Dataset records:
☆ ☆ ☆ ☆

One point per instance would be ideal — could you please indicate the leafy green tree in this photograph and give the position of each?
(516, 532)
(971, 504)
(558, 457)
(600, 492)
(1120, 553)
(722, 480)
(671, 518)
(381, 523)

☆ ☆ ☆ ☆

Aim of the task: Could you give every line of the material above as a numbered list, leaving out any blank lines?

Exercise output:
1. One point per instance would be ideal — could you please indicate the leafy green tree in this photograph and give the position of each?
2. (516, 532)
3. (971, 504)
4. (558, 457)
5. (600, 492)
6. (1120, 553)
7. (722, 480)
8. (671, 518)
9. (381, 523)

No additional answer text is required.